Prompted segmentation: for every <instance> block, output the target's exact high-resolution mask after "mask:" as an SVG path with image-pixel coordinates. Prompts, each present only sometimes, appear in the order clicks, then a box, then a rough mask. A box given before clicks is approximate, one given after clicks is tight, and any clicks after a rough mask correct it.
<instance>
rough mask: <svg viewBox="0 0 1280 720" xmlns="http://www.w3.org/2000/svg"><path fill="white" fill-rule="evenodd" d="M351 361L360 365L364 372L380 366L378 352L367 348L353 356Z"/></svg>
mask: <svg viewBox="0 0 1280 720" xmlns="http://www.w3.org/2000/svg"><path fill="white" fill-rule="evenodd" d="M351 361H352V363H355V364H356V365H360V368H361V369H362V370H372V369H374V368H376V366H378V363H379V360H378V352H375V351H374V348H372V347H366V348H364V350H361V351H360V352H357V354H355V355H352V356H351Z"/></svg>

* * *

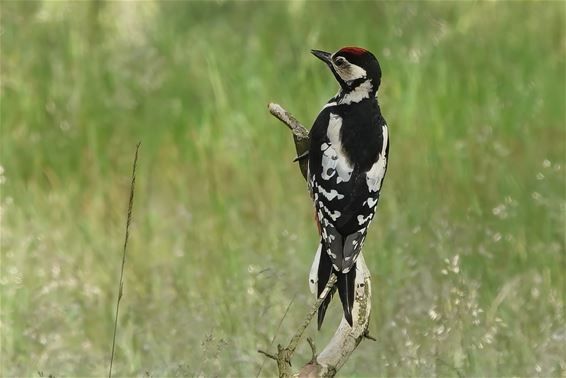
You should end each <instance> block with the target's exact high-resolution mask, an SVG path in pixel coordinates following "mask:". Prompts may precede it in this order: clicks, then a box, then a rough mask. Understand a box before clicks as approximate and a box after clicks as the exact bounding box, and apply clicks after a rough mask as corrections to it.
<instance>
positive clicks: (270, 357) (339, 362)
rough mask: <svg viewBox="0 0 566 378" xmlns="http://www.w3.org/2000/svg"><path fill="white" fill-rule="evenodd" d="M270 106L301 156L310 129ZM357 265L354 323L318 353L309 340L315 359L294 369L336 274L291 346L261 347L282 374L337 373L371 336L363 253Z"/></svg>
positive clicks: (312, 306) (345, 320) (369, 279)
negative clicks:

--

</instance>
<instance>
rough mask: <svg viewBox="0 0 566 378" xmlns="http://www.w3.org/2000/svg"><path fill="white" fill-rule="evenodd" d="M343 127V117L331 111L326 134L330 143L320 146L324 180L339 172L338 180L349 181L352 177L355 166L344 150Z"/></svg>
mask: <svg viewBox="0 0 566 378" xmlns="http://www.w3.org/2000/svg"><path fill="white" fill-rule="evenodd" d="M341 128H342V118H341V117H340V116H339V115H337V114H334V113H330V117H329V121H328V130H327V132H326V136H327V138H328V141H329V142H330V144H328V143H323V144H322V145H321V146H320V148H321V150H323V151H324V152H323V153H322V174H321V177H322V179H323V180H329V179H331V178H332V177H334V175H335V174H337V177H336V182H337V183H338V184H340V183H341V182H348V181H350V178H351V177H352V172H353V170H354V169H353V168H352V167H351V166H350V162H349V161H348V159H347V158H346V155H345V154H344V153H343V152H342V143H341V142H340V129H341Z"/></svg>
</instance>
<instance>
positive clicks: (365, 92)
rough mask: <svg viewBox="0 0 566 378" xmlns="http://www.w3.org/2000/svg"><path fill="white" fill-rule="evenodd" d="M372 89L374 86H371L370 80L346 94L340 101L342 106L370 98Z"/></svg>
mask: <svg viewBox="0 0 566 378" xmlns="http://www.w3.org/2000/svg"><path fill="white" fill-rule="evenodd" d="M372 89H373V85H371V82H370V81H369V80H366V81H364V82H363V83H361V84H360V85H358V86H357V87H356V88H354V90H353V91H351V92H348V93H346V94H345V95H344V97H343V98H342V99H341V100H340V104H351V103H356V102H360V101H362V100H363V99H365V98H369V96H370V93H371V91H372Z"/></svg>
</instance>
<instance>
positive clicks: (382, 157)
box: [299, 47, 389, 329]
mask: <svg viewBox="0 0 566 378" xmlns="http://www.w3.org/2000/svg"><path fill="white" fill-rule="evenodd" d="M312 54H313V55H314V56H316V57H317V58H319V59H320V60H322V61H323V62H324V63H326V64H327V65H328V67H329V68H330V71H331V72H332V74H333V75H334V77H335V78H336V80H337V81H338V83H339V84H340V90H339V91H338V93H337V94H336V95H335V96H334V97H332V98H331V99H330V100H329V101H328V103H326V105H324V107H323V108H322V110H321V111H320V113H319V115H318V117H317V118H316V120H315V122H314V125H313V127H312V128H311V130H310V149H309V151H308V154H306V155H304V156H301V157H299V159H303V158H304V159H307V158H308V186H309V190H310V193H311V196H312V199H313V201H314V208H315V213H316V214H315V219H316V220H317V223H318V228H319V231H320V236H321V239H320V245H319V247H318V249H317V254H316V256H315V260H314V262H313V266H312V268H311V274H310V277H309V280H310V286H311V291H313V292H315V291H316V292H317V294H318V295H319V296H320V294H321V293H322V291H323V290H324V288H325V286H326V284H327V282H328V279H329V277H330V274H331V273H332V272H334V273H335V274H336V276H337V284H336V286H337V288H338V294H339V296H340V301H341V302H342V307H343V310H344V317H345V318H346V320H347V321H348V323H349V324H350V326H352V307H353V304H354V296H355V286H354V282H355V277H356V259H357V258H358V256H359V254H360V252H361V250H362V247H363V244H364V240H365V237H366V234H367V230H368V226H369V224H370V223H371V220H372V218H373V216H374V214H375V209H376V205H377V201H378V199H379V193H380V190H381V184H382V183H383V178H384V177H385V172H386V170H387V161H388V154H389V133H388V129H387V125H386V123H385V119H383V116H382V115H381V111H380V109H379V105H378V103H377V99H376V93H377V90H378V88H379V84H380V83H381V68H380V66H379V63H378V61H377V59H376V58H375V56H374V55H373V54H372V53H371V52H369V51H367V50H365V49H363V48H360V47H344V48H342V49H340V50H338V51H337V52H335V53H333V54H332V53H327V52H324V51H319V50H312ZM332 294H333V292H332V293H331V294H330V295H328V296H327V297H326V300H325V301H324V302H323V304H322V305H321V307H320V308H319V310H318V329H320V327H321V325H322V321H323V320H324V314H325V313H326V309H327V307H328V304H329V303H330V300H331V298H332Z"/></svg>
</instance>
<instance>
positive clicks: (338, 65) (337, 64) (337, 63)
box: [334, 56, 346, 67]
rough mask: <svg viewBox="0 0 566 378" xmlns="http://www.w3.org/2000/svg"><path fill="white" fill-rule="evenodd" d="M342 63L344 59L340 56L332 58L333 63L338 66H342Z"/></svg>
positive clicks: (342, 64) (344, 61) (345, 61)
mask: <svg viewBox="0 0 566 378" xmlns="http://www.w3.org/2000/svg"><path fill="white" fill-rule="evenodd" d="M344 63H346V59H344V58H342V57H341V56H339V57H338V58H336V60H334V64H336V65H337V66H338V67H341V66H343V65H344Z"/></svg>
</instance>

* _WHAT IS NEEDED_
Return each line above that contains the word "positive", copied in full.

* _YOUR RESPONSE_
positive clicks: (270, 357) (339, 362)
positive clicks: (312, 306) (345, 320) (369, 279)
positive clicks: (365, 92)
positive clicks: (382, 157)
positive clicks: (338, 65) (337, 64) (337, 63)
positive clicks: (342, 64) (344, 61) (345, 61)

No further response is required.